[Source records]

>>>>>

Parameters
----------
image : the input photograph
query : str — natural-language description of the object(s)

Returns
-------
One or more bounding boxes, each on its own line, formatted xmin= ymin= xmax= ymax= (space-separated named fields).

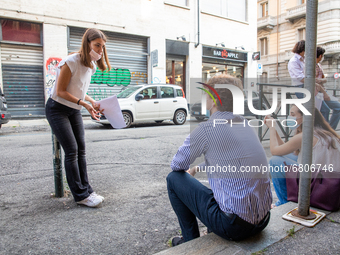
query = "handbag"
xmin=286 ymin=165 xmax=340 ymax=211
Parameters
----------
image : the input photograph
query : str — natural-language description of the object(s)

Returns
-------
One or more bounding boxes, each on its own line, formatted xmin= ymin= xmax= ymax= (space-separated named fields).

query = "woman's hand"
xmin=91 ymin=101 xmax=104 ymax=114
xmin=84 ymin=103 xmax=100 ymax=120
xmin=264 ymin=115 xmax=276 ymax=128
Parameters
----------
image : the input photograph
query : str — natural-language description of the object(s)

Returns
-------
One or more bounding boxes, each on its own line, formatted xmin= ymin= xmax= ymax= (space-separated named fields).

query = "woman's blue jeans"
xmin=269 ymin=153 xmax=298 ymax=206
xmin=46 ymin=98 xmax=93 ymax=202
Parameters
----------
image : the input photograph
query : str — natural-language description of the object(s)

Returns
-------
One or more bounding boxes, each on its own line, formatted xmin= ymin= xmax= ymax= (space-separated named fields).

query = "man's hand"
xmin=186 ymin=166 xmax=199 ymax=176
xmin=264 ymin=115 xmax=276 ymax=128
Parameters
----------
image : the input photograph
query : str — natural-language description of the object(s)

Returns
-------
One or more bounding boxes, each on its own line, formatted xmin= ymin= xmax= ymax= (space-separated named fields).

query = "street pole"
xmin=52 ymin=132 xmax=64 ymax=197
xmin=297 ymin=0 xmax=318 ymax=219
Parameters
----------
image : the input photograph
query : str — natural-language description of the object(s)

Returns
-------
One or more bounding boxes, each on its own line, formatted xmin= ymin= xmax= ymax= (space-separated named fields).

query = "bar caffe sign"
xmin=203 ymin=47 xmax=247 ymax=62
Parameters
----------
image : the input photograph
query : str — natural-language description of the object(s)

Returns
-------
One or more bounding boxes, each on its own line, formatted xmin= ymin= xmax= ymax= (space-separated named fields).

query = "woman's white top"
xmin=298 ymin=133 xmax=340 ymax=172
xmin=51 ymin=53 xmax=96 ymax=110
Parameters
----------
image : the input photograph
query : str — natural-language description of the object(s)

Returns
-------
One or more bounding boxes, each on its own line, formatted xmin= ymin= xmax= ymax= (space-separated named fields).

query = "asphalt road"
xmin=0 ymin=120 xmax=212 ymax=254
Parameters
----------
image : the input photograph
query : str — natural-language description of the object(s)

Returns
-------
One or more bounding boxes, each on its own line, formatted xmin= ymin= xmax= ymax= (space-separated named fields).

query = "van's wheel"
xmin=122 ymin=112 xmax=132 ymax=128
xmin=173 ymin=110 xmax=187 ymax=125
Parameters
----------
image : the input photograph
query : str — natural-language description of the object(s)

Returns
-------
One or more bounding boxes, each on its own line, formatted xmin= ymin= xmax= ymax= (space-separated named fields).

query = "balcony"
xmin=259 ymin=50 xmax=293 ymax=65
xmin=257 ymin=16 xmax=276 ymax=31
xmin=286 ymin=4 xmax=306 ymax=23
xmin=320 ymin=40 xmax=340 ymax=55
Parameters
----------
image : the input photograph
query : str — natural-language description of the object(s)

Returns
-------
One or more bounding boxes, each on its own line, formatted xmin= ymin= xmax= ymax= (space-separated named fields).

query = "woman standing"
xmin=265 ymin=105 xmax=340 ymax=206
xmin=46 ymin=28 xmax=111 ymax=207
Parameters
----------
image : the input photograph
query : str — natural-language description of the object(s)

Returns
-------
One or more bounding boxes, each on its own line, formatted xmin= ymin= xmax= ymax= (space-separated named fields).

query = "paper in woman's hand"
xmin=98 ymin=96 xmax=126 ymax=128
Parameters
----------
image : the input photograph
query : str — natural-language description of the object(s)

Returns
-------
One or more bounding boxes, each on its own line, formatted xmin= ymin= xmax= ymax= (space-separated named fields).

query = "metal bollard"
xmin=52 ymin=132 xmax=64 ymax=197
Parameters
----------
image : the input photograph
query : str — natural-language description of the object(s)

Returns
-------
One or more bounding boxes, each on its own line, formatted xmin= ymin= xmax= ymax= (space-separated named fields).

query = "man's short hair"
xmin=207 ymin=74 xmax=243 ymax=112
xmin=292 ymin=40 xmax=305 ymax=54
xmin=316 ymin=47 xmax=326 ymax=58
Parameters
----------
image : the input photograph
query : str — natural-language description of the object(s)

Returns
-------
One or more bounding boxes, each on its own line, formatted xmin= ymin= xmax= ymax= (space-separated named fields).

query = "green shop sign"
xmin=91 ymin=68 xmax=131 ymax=87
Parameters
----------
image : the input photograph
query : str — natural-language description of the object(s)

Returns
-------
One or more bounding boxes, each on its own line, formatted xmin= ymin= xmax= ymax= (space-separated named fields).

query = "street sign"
xmin=151 ymin=50 xmax=158 ymax=67
xmin=252 ymin=51 xmax=261 ymax=60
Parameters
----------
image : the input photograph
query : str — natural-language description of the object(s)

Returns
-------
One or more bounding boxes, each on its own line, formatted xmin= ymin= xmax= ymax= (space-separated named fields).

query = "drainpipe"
xmin=298 ymin=0 xmax=318 ymax=217
xmin=195 ymin=0 xmax=200 ymax=48
xmin=276 ymin=0 xmax=280 ymax=80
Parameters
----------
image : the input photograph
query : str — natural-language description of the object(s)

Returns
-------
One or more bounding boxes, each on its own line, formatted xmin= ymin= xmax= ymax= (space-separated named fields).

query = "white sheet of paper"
xmin=98 ymin=96 xmax=126 ymax=128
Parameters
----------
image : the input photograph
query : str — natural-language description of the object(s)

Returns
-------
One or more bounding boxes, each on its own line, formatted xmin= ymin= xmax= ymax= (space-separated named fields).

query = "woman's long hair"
xmin=79 ymin=28 xmax=111 ymax=71
xmin=295 ymin=107 xmax=340 ymax=155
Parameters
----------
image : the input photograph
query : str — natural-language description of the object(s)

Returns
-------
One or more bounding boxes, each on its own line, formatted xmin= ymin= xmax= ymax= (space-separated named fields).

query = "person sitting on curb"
xmin=166 ymin=74 xmax=272 ymax=246
xmin=265 ymin=105 xmax=340 ymax=206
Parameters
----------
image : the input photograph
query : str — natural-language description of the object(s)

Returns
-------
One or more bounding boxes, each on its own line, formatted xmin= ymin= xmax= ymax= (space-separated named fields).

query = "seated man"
xmin=167 ymin=75 xmax=272 ymax=245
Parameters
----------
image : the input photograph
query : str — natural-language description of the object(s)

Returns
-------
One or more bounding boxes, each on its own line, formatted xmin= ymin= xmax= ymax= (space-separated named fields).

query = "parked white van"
xmin=94 ymin=84 xmax=188 ymax=127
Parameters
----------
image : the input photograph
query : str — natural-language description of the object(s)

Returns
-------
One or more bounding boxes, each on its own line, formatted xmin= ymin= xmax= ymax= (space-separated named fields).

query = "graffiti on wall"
xmin=45 ymin=57 xmax=61 ymax=97
xmin=91 ymin=68 xmax=147 ymax=87
xmin=91 ymin=68 xmax=131 ymax=87
xmin=87 ymin=68 xmax=147 ymax=100
xmin=45 ymin=57 xmax=147 ymax=100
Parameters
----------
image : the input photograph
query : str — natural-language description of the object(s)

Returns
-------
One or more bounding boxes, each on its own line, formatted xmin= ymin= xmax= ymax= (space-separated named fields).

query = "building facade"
xmin=257 ymin=0 xmax=340 ymax=84
xmin=0 ymin=0 xmax=257 ymax=116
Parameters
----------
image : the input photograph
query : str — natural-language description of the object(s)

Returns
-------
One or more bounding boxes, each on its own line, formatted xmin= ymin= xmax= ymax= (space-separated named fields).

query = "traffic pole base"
xmin=282 ymin=207 xmax=326 ymax=228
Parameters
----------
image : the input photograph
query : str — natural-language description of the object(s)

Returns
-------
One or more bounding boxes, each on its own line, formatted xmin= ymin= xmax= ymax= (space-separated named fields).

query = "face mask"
xmin=90 ymin=49 xmax=102 ymax=61
xmin=208 ymin=105 xmax=214 ymax=112
xmin=286 ymin=116 xmax=300 ymax=130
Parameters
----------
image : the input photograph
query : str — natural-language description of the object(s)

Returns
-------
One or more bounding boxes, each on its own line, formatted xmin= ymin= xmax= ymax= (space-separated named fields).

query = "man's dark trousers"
xmin=167 ymin=171 xmax=270 ymax=242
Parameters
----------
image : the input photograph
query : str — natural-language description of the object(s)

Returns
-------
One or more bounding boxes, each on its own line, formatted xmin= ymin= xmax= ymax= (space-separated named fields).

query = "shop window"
xmin=259 ymin=38 xmax=268 ymax=56
xmin=261 ymin=2 xmax=268 ymax=17
xmin=1 ymin=19 xmax=42 ymax=44
xmin=202 ymin=63 xmax=243 ymax=82
xmin=298 ymin=28 xmax=306 ymax=41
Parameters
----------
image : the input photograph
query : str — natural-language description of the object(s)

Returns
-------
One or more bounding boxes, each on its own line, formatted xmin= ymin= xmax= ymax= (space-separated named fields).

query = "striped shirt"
xmin=171 ymin=111 xmax=272 ymax=224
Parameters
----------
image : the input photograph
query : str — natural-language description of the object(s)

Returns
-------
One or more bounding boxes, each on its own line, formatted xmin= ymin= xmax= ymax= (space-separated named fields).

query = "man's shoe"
xmin=91 ymin=192 xmax=104 ymax=202
xmin=171 ymin=236 xmax=185 ymax=247
xmin=77 ymin=193 xmax=103 ymax=207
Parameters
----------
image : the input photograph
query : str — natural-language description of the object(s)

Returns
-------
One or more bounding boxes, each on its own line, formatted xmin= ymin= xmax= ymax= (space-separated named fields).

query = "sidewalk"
xmin=157 ymin=202 xmax=340 ymax=255
xmin=0 ymin=118 xmax=340 ymax=255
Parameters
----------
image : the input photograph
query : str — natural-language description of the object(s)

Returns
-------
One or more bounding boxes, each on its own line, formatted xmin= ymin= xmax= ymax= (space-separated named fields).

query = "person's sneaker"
xmin=77 ymin=193 xmax=103 ymax=207
xmin=91 ymin=192 xmax=104 ymax=202
xmin=171 ymin=236 xmax=185 ymax=247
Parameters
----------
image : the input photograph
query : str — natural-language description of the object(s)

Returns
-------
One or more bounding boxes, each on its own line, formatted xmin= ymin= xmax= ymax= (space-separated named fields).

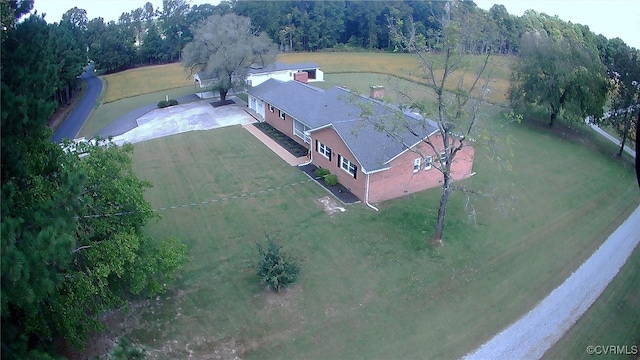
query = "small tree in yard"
xmin=257 ymin=235 xmax=302 ymax=291
xmin=182 ymin=14 xmax=277 ymax=101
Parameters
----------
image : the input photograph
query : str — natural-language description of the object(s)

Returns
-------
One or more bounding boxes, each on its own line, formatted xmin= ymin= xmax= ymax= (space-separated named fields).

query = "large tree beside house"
xmin=182 ymin=14 xmax=277 ymax=101
xmin=378 ymin=1 xmax=502 ymax=244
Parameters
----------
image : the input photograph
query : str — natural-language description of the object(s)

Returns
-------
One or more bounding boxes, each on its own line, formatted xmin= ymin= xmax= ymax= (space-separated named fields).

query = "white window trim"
xmin=318 ymin=141 xmax=331 ymax=160
xmin=424 ymin=155 xmax=433 ymax=170
xmin=340 ymin=156 xmax=358 ymax=177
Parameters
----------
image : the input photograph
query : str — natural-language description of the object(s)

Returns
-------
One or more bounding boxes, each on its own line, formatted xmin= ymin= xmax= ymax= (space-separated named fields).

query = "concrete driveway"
xmin=113 ymin=99 xmax=255 ymax=145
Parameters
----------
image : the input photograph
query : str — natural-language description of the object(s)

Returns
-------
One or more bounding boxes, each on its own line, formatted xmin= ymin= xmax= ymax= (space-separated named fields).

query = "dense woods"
xmin=0 ymin=0 xmax=640 ymax=359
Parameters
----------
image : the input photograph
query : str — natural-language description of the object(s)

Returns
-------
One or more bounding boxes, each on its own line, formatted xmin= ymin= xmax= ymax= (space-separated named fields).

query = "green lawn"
xmin=125 ymin=108 xmax=640 ymax=359
xmin=545 ymin=248 xmax=640 ymax=359
xmin=78 ymin=85 xmax=194 ymax=138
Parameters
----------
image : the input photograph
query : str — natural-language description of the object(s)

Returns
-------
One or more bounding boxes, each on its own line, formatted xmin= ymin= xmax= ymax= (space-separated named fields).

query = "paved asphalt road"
xmin=51 ymin=65 xmax=102 ymax=142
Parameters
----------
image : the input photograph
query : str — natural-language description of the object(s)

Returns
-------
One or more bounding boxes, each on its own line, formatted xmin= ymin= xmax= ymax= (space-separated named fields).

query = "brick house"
xmin=248 ymin=79 xmax=474 ymax=203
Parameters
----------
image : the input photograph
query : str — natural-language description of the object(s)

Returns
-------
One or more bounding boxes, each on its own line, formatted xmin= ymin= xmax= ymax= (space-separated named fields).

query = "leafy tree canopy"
xmin=182 ymin=14 xmax=277 ymax=101
xmin=509 ymin=32 xmax=609 ymax=126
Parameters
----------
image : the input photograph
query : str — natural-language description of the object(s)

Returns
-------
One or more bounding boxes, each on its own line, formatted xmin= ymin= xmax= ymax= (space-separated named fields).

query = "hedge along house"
xmin=248 ymin=79 xmax=474 ymax=204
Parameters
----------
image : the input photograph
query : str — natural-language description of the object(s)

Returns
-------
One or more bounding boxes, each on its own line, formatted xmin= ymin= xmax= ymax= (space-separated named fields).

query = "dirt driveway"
xmin=113 ymin=100 xmax=255 ymax=145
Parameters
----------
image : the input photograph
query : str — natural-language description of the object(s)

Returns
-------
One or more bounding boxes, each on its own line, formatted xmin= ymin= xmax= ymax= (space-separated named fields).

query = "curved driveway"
xmin=51 ymin=65 xmax=102 ymax=142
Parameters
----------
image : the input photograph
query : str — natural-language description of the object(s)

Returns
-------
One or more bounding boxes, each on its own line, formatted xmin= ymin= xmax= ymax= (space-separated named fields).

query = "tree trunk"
xmin=549 ymin=111 xmax=558 ymax=127
xmin=636 ymin=109 xmax=640 ymax=187
xmin=431 ymin=172 xmax=451 ymax=245
xmin=618 ymin=110 xmax=631 ymax=157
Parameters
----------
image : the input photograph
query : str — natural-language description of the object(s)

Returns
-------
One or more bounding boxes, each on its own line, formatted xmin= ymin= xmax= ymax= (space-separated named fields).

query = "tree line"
xmin=0 ymin=0 xmax=186 ymax=359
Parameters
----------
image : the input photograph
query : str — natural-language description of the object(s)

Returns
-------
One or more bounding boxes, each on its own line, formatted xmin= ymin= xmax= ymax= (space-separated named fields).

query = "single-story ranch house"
xmin=246 ymin=62 xmax=324 ymax=87
xmin=247 ymin=79 xmax=474 ymax=203
xmin=193 ymin=62 xmax=324 ymax=98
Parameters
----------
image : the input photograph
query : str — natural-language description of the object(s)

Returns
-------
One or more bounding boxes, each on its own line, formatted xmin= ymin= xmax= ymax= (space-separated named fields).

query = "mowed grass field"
xmin=278 ymin=52 xmax=512 ymax=103
xmin=101 ymin=63 xmax=193 ymax=104
xmin=78 ymin=52 xmax=511 ymax=138
xmin=122 ymin=109 xmax=640 ymax=359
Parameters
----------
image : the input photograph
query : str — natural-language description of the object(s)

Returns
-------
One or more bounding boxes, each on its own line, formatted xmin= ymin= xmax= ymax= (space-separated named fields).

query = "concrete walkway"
xmin=113 ymin=100 xmax=254 ymax=145
xmin=242 ymin=124 xmax=307 ymax=166
xmin=587 ymin=121 xmax=636 ymax=158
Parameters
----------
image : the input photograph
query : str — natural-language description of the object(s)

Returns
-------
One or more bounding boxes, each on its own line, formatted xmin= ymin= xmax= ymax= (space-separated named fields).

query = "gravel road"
xmin=464 ymin=207 xmax=640 ymax=359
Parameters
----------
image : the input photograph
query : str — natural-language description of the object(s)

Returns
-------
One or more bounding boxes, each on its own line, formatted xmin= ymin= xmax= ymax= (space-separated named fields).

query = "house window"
xmin=424 ymin=156 xmax=433 ymax=170
xmin=316 ymin=140 xmax=331 ymax=161
xmin=338 ymin=155 xmax=358 ymax=179
xmin=294 ymin=121 xmax=311 ymax=144
xmin=413 ymin=158 xmax=420 ymax=172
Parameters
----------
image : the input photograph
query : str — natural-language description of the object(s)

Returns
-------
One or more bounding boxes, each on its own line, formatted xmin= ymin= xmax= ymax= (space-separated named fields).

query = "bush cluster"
xmin=313 ymin=168 xmax=338 ymax=186
xmin=324 ymin=174 xmax=338 ymax=186
xmin=313 ymin=168 xmax=331 ymax=178
xmin=256 ymin=235 xmax=302 ymax=291
xmin=158 ymin=99 xmax=178 ymax=109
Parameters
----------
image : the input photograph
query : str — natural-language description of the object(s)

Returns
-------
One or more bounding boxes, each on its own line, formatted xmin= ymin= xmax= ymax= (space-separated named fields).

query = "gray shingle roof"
xmin=249 ymin=61 xmax=319 ymax=74
xmin=248 ymin=79 xmax=437 ymax=171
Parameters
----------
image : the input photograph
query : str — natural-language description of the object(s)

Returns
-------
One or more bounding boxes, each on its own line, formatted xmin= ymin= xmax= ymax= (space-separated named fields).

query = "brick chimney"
xmin=293 ymin=71 xmax=309 ymax=84
xmin=369 ymin=85 xmax=384 ymax=100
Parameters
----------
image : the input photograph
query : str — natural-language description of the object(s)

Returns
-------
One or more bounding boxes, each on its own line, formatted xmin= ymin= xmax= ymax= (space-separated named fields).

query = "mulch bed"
xmin=211 ymin=99 xmax=236 ymax=107
xmin=253 ymin=122 xmax=309 ymax=157
xmin=298 ymin=164 xmax=360 ymax=204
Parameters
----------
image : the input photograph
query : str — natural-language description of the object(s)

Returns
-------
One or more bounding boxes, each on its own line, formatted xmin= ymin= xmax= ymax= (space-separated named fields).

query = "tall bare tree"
xmin=365 ymin=1 xmax=500 ymax=245
xmin=182 ymin=13 xmax=277 ymax=101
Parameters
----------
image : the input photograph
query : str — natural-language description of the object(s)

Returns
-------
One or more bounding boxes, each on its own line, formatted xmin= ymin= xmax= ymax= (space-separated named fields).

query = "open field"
xmin=101 ymin=63 xmax=193 ymax=104
xmin=116 ymin=107 xmax=640 ymax=359
xmin=278 ymin=52 xmax=512 ymax=103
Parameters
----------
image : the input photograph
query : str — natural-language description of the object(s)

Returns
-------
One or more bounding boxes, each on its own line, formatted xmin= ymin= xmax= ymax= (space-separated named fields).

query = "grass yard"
xmin=101 ymin=63 xmax=193 ymax=104
xmin=544 ymin=248 xmax=640 ymax=359
xmin=278 ymin=52 xmax=512 ymax=103
xmin=78 ymin=85 xmax=194 ymax=138
xmin=120 ymin=105 xmax=640 ymax=359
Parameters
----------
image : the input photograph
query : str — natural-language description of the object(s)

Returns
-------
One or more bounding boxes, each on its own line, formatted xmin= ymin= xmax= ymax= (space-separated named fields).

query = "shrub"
xmin=313 ymin=168 xmax=331 ymax=178
xmin=324 ymin=174 xmax=338 ymax=186
xmin=256 ymin=234 xmax=302 ymax=291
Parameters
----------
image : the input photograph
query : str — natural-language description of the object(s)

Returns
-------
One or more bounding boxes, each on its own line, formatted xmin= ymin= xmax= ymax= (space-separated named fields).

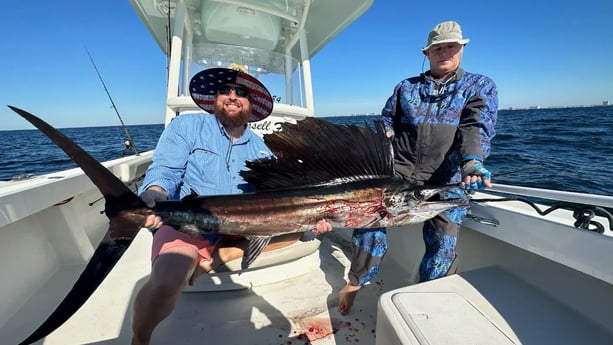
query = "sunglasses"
xmin=217 ymin=85 xmax=249 ymax=98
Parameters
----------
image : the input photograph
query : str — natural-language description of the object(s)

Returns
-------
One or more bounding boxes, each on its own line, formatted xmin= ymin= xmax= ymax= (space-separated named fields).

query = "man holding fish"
xmin=338 ymin=21 xmax=498 ymax=314
xmin=132 ymin=68 xmax=331 ymax=345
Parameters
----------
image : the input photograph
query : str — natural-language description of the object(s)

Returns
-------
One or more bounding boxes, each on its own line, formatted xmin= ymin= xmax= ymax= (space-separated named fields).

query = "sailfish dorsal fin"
xmin=241 ymin=118 xmax=394 ymax=190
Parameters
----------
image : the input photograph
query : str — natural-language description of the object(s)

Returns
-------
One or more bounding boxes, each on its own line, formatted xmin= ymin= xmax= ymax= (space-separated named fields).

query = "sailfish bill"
xmin=9 ymin=106 xmax=469 ymax=344
xmin=9 ymin=106 xmax=145 ymax=345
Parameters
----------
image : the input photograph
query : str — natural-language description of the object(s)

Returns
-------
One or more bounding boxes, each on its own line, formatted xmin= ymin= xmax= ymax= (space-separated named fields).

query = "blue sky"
xmin=0 ymin=0 xmax=613 ymax=130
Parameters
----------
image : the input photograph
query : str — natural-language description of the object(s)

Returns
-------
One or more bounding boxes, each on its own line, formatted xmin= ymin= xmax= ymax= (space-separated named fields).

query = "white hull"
xmin=0 ymin=0 xmax=613 ymax=345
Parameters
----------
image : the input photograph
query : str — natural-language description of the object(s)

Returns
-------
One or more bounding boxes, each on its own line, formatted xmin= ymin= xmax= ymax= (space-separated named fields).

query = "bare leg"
xmin=132 ymin=247 xmax=199 ymax=345
xmin=189 ymin=233 xmax=302 ymax=284
xmin=338 ymin=284 xmax=360 ymax=315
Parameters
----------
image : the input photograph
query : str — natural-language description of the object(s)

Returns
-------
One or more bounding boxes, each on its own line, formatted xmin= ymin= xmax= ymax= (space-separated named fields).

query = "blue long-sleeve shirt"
xmin=381 ymin=68 xmax=498 ymax=184
xmin=139 ymin=114 xmax=272 ymax=200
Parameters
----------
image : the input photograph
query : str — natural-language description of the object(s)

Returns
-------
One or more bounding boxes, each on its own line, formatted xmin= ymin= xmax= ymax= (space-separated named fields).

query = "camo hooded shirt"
xmin=381 ymin=68 xmax=498 ymax=184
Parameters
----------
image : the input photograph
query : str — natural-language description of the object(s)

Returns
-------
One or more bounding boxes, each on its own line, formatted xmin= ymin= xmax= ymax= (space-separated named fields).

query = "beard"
xmin=215 ymin=100 xmax=251 ymax=127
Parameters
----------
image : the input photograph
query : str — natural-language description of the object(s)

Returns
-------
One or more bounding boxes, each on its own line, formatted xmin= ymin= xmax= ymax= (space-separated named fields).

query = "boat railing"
xmin=488 ymin=184 xmax=613 ymax=208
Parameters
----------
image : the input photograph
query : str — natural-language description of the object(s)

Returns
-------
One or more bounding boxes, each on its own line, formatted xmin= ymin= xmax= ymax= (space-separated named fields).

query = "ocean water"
xmin=0 ymin=106 xmax=613 ymax=195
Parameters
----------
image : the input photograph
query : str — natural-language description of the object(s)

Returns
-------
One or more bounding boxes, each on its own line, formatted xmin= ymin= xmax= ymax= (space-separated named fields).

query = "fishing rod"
xmin=85 ymin=47 xmax=139 ymax=156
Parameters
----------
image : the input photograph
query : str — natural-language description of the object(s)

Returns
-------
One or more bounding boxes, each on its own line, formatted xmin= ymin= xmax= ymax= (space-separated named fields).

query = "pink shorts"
xmin=151 ymin=225 xmax=219 ymax=262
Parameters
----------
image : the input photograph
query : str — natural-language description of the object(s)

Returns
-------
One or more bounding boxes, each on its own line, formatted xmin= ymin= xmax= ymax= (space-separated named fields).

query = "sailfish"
xmin=9 ymin=106 xmax=469 ymax=345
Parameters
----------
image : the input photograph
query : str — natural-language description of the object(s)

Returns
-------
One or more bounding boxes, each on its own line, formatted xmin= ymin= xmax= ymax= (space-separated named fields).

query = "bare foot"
xmin=338 ymin=284 xmax=360 ymax=315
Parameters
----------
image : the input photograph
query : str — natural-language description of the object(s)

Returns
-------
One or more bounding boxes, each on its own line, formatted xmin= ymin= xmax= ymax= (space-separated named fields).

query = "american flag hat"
xmin=189 ymin=68 xmax=272 ymax=122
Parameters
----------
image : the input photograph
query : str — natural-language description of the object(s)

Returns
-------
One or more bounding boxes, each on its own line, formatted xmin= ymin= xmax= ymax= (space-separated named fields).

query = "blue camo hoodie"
xmin=381 ymin=68 xmax=498 ymax=184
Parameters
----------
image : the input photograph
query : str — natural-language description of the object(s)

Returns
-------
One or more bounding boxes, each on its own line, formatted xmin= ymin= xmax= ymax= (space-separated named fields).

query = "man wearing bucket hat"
xmin=132 ymin=68 xmax=330 ymax=345
xmin=338 ymin=21 xmax=498 ymax=314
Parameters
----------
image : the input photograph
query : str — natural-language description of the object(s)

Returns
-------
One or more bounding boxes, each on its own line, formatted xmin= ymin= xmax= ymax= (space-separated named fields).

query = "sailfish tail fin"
xmin=9 ymin=105 xmax=146 ymax=345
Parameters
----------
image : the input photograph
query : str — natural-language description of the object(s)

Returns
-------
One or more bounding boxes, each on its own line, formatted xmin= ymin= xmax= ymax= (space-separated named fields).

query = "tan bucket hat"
xmin=421 ymin=20 xmax=470 ymax=52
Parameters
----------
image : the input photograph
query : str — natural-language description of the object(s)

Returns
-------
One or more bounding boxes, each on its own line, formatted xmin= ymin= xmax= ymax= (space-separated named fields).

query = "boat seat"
xmin=183 ymin=232 xmax=321 ymax=292
xmin=376 ymin=267 xmax=613 ymax=345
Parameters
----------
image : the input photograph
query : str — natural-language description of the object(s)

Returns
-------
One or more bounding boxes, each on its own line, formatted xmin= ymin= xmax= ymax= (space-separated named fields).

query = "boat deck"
xmin=9 ymin=230 xmax=383 ymax=345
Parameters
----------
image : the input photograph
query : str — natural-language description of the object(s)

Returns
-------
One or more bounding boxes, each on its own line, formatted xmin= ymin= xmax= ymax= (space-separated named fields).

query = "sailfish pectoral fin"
xmin=19 ymin=240 xmax=132 ymax=345
xmin=241 ymin=236 xmax=272 ymax=269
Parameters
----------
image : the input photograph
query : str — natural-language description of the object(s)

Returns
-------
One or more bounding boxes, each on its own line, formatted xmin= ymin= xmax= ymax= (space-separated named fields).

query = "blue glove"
xmin=462 ymin=161 xmax=492 ymax=191
xmin=140 ymin=189 xmax=168 ymax=208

<<<<<

■ YOUR INSTRUCTIONS:
Render the source records from the first line up to and including the line with "xmin=286 ymin=165 xmax=340 ymax=211" as a Markdown table with the columns Row and Text, numbering each line and skipping blank ones. Leave the pictures out of the table.

■ FINISHED ANSWER:
| Row | Text |
|---|---|
| 1 | Parameters |
| 2 | ---------- |
| 3 | image : the input photograph |
| 4 | query : str — natural-language description of the object(s) |
| 5 | Returns |
| 6 | ------- |
| 7 | One or more bounding boxes, each on its own line, formatted xmin= ymin= xmax= ymax= (space-separated named fields). |
| 8 | query = "handbag" |
| 9 | xmin=286 ymin=165 xmax=340 ymax=211 |